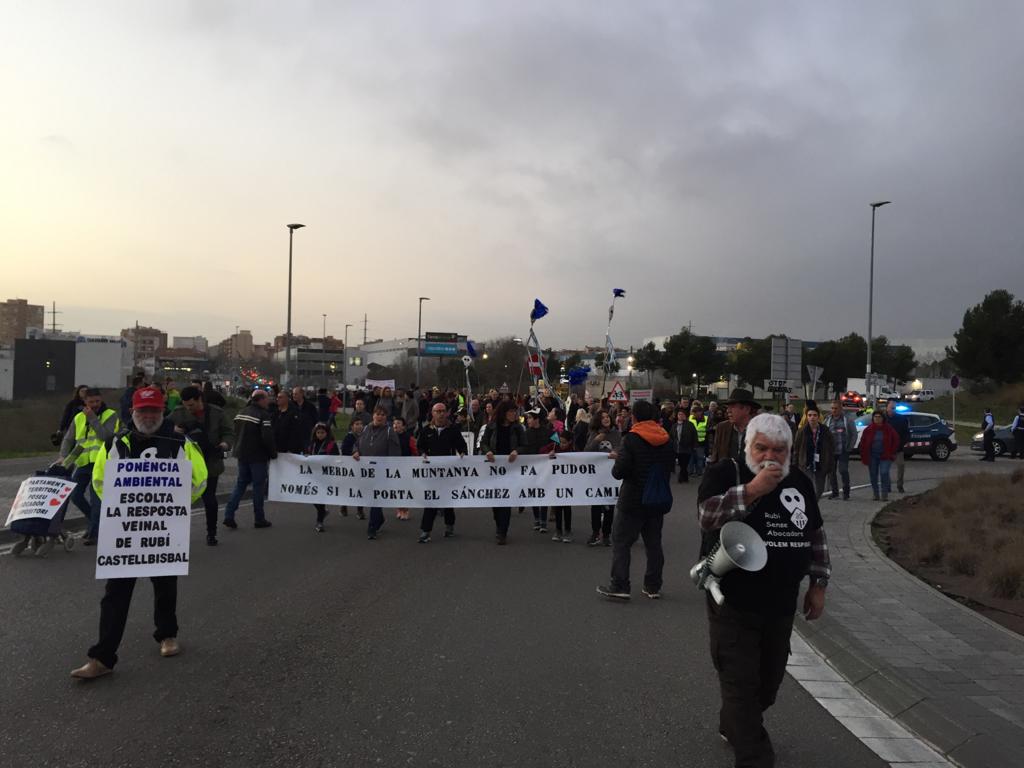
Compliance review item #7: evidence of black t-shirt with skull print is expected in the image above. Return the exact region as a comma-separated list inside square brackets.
[698, 461, 822, 616]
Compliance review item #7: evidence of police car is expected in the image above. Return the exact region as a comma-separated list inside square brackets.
[854, 406, 956, 462]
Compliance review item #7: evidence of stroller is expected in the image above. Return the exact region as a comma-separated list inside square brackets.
[10, 457, 75, 557]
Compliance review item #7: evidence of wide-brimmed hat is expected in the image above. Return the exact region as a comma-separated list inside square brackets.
[722, 389, 761, 411]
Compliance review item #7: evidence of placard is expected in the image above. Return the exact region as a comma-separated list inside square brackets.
[6, 475, 77, 527]
[96, 457, 191, 579]
[268, 453, 620, 508]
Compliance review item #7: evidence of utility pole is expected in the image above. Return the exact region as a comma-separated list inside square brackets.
[43, 301, 63, 334]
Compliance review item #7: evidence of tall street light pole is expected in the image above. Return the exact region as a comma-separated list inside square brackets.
[864, 200, 892, 394]
[416, 296, 430, 389]
[285, 224, 305, 386]
[341, 323, 352, 408]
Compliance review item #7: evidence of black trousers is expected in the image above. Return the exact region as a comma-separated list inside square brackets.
[708, 597, 793, 768]
[203, 475, 220, 536]
[590, 504, 615, 539]
[981, 429, 995, 462]
[611, 511, 665, 592]
[87, 577, 178, 669]
[676, 454, 690, 482]
[493, 507, 512, 536]
[554, 507, 572, 534]
[420, 507, 455, 534]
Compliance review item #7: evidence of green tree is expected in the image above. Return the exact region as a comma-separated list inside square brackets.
[946, 289, 1024, 384]
[665, 328, 724, 389]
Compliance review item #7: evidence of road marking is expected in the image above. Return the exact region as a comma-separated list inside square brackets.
[786, 634, 953, 768]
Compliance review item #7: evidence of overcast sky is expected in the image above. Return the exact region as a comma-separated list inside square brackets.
[0, 0, 1024, 346]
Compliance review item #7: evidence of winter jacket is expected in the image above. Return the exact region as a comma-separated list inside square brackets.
[611, 421, 676, 515]
[233, 402, 278, 464]
[171, 404, 232, 477]
[860, 421, 900, 465]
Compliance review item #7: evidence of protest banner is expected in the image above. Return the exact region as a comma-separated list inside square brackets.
[268, 453, 620, 508]
[96, 458, 191, 579]
[6, 476, 76, 527]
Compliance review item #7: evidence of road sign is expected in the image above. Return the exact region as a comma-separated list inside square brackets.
[423, 332, 459, 357]
[771, 336, 804, 381]
[608, 381, 630, 402]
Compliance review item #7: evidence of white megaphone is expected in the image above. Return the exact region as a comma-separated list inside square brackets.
[690, 520, 768, 605]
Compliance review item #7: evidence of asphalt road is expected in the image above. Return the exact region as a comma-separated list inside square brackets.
[0, 452, 946, 768]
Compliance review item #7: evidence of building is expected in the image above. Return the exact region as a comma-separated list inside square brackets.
[11, 334, 134, 399]
[171, 336, 210, 354]
[0, 299, 46, 344]
[121, 326, 167, 358]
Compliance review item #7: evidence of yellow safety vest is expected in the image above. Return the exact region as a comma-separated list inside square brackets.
[690, 416, 708, 442]
[74, 408, 121, 467]
[92, 435, 209, 503]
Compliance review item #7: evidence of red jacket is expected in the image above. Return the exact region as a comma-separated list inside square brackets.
[860, 421, 899, 464]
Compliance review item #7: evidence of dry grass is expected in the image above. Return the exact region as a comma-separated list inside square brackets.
[890, 475, 1024, 600]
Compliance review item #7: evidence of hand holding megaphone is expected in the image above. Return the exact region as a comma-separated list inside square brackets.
[690, 520, 768, 605]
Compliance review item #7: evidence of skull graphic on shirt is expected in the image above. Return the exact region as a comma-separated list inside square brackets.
[779, 488, 807, 530]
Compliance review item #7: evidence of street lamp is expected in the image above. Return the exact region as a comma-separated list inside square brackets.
[285, 224, 305, 385]
[341, 323, 352, 408]
[416, 296, 430, 389]
[864, 200, 892, 394]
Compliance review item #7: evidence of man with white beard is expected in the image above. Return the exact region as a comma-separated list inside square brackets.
[71, 387, 207, 680]
[697, 414, 831, 768]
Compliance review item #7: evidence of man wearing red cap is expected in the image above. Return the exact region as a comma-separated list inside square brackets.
[71, 387, 207, 680]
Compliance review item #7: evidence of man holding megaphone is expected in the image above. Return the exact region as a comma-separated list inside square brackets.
[697, 414, 831, 768]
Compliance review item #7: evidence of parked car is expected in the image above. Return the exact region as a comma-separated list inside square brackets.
[971, 424, 1014, 456]
[839, 389, 867, 411]
[853, 406, 954, 462]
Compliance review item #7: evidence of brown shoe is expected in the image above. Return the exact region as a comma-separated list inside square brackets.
[160, 637, 181, 656]
[71, 658, 114, 680]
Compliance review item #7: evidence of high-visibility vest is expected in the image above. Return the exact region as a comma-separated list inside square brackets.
[74, 408, 121, 467]
[690, 416, 708, 442]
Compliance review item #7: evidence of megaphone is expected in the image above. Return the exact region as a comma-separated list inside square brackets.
[690, 520, 768, 605]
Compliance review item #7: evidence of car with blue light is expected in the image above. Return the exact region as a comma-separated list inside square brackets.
[853, 403, 956, 462]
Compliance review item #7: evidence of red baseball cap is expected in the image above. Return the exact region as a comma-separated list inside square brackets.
[131, 387, 164, 411]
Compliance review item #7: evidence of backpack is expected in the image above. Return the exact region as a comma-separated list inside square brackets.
[640, 462, 672, 514]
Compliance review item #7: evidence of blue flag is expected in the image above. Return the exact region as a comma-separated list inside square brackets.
[529, 299, 548, 323]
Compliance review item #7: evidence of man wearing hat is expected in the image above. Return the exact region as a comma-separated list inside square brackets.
[71, 387, 207, 680]
[711, 389, 761, 464]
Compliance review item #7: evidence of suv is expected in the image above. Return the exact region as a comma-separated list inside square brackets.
[854, 412, 956, 462]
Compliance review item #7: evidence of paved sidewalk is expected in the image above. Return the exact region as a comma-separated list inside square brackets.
[797, 462, 1024, 768]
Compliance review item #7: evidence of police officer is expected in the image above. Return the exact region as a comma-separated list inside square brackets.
[60, 387, 121, 547]
[71, 387, 207, 680]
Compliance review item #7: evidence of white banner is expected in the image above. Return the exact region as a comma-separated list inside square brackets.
[6, 476, 75, 527]
[96, 457, 191, 579]
[268, 454, 620, 508]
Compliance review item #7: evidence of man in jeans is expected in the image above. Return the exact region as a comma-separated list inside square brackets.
[597, 400, 676, 600]
[886, 400, 910, 494]
[224, 389, 278, 528]
[352, 407, 401, 541]
[825, 400, 857, 501]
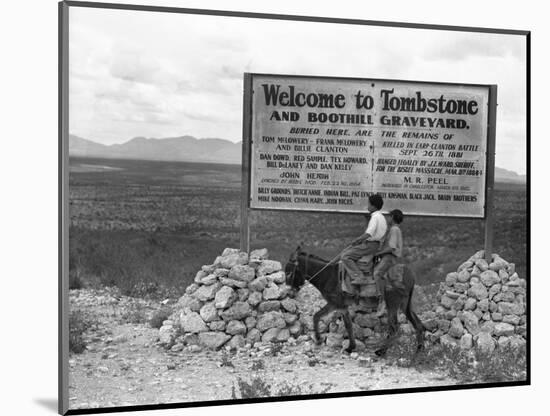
++++++
### 課題
上の記録から「white」という語を含む行をすべて集めて、そのまま書き写してください。

### 回答全文
Compliance review item #7: evidence of white megaphone is expected in the image above. Return the exact region as a comma-separated list inside square brackets.
Compliance review item #7: evidence of man with white beard is expected in the image above. Return the exact region as a comma-separated list inside square brackets.
Compliance review item #7: evidence of white banner is expected in the image above. Return the exact region as a comma-separated list inside square brackets.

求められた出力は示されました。